(Stored records)
==*==

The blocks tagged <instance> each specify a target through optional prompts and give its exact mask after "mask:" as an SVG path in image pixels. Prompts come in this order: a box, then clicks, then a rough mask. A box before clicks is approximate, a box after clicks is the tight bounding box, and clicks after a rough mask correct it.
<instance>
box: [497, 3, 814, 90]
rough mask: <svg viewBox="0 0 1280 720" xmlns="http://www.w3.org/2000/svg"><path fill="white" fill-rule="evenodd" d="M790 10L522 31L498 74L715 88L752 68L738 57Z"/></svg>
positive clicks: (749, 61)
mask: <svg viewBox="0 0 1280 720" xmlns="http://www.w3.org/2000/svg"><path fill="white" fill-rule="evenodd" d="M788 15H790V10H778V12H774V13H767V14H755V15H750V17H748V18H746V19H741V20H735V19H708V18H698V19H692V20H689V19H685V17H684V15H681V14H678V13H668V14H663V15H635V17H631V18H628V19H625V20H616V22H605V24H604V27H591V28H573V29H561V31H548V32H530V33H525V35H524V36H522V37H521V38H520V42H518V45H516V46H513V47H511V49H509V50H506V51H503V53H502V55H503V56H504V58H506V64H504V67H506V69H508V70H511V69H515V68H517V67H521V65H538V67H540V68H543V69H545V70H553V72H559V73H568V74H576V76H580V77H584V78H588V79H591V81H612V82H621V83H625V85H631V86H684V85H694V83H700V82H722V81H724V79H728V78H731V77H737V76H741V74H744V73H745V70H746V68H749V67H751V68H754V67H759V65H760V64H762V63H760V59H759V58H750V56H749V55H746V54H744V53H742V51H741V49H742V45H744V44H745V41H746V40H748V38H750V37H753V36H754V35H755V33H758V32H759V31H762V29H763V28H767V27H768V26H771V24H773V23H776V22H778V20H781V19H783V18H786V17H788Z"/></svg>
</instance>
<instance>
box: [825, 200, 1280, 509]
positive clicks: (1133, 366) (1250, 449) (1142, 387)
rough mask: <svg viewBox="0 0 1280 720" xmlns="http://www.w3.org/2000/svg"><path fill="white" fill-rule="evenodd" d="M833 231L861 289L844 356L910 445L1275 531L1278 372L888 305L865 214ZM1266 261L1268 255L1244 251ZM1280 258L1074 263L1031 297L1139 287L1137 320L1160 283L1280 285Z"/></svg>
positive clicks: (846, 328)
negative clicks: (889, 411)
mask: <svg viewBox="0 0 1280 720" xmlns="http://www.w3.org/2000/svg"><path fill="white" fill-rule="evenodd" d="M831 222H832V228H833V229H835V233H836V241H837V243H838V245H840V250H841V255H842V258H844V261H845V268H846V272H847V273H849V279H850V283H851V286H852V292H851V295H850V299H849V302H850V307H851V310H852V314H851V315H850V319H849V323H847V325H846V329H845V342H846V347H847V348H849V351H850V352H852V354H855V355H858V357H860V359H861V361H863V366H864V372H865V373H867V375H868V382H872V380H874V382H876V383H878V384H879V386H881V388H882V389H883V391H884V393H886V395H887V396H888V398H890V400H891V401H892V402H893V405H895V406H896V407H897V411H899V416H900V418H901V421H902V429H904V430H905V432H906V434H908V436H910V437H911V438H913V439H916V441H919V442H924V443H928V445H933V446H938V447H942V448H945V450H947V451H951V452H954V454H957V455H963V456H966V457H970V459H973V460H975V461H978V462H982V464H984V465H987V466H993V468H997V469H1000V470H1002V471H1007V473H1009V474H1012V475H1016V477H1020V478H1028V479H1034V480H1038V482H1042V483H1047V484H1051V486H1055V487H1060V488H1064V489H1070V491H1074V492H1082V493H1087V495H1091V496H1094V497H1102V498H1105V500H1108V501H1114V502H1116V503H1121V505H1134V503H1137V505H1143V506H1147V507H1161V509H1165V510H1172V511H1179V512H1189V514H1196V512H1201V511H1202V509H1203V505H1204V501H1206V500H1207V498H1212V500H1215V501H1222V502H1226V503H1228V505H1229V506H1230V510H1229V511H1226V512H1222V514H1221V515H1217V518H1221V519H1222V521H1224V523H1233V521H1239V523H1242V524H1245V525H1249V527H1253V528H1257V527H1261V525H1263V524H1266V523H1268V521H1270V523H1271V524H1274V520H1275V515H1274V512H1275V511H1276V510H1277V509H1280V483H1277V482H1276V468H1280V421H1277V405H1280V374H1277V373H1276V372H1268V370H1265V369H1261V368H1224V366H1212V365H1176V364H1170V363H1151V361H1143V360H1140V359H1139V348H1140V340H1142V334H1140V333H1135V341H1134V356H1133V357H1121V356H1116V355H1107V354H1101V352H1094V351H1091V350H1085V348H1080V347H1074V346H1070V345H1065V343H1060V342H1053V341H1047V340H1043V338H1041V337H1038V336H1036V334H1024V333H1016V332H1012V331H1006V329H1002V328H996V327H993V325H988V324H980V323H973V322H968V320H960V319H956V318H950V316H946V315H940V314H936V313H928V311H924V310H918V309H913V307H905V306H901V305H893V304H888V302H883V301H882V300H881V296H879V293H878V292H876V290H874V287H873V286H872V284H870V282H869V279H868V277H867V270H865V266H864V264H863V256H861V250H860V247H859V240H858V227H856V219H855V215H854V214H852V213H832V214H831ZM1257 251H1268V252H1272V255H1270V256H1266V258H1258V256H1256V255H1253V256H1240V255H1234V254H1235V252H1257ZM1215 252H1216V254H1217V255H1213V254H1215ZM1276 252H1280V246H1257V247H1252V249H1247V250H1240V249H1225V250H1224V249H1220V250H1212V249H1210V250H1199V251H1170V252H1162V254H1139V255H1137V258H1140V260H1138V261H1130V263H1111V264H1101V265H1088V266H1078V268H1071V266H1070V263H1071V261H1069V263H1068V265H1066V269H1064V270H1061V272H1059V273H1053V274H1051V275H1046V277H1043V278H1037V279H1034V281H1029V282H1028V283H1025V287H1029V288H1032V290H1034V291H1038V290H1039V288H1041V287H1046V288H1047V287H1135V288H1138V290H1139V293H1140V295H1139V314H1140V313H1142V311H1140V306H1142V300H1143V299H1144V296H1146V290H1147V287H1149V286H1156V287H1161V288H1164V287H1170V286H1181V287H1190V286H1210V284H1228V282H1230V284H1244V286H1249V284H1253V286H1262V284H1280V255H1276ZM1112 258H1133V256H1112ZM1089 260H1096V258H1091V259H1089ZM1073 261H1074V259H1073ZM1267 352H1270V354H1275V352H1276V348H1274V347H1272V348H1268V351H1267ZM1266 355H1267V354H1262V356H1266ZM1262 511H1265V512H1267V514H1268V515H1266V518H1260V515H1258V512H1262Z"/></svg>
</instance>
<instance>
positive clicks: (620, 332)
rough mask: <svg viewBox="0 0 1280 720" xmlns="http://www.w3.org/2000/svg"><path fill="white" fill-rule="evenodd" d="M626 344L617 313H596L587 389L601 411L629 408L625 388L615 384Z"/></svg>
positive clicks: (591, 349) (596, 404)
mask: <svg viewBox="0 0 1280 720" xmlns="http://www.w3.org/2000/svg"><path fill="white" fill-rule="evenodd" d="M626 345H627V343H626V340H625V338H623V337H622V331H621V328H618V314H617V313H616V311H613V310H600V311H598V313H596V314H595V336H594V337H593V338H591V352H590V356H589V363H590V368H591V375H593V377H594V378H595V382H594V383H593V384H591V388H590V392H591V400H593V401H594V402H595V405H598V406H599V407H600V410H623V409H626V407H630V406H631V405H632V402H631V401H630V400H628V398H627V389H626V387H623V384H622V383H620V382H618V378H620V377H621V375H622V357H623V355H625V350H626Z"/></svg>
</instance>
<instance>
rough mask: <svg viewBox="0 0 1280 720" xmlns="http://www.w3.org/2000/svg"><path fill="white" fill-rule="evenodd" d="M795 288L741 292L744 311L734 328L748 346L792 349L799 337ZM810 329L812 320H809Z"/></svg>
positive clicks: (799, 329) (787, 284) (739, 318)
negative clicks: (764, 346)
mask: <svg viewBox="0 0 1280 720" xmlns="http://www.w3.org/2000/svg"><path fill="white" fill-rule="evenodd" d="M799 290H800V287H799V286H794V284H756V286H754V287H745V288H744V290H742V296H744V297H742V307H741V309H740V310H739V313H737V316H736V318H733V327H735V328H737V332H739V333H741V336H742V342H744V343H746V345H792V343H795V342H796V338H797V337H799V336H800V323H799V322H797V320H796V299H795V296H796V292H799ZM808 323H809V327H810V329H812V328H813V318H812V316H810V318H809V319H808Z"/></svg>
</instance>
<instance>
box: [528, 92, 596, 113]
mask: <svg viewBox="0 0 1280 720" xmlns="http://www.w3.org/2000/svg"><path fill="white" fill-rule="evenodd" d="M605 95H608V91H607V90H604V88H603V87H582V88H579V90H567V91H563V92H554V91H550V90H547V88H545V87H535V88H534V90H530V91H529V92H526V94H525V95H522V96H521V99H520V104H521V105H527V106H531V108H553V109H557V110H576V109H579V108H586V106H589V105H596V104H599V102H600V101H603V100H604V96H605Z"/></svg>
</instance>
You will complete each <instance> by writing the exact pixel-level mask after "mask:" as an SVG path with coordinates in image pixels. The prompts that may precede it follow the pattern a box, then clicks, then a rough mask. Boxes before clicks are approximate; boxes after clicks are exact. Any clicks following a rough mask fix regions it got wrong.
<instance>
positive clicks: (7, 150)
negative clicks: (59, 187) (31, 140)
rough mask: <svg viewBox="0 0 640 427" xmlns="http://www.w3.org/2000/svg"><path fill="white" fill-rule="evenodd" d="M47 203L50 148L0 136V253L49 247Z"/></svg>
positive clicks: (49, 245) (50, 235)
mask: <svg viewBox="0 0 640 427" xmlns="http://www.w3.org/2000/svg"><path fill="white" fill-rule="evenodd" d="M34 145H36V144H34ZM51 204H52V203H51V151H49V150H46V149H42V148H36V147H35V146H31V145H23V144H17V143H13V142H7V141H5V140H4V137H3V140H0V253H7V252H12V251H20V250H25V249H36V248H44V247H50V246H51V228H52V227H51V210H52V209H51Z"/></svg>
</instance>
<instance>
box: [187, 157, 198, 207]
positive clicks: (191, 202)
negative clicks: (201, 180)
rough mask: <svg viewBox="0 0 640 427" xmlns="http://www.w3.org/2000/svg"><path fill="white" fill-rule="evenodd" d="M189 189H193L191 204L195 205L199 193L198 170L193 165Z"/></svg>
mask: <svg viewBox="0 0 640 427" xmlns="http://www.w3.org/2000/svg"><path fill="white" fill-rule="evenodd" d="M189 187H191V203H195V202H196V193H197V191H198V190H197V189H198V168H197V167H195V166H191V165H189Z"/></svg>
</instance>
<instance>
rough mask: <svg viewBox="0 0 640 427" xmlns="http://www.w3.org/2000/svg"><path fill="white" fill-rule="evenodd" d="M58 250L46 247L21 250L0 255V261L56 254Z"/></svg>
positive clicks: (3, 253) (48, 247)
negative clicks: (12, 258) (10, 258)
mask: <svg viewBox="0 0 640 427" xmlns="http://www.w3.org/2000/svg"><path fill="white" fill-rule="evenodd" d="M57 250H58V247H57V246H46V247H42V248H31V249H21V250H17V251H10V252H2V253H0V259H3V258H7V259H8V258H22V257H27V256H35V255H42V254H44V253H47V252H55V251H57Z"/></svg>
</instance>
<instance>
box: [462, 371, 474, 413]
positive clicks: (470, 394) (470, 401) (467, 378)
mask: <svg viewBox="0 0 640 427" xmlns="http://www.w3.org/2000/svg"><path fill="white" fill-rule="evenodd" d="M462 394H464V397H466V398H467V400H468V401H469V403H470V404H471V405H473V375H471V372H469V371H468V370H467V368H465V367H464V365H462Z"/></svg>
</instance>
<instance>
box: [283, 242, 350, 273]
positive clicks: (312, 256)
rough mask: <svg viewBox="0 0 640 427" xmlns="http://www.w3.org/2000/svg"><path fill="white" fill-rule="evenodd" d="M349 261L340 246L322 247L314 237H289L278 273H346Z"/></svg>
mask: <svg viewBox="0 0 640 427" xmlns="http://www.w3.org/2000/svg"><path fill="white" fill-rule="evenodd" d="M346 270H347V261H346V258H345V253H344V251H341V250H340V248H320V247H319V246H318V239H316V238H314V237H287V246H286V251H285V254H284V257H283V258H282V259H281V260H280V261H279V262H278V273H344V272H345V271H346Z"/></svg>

==*==

-- THE PROBLEM --
Working through the records, copy each line in which the word "then" appears.

-- EXERCISE RESULT --
The blocks tagged <instance> each specify a target through optional prompts and give its exact mask after "mask:" as an SVG path in image pixels. Prompts come in this order: a box, then clicks, then a rough mask. A box before clicks is approximate, a box after clicks is the tight bounding box, and clicks after a rough mask correct it.
You will complete each <instance> by writing the exact pixel-level mask after "mask:" as an SVG path with coordinates in image pixels. The prompts that may precede it follow the pattern a box, then clicks, then a rough mask. Boxes before clicks are approximate; boxes after clicks are exact. Any clicks following a rough mask fix regions it got wrong.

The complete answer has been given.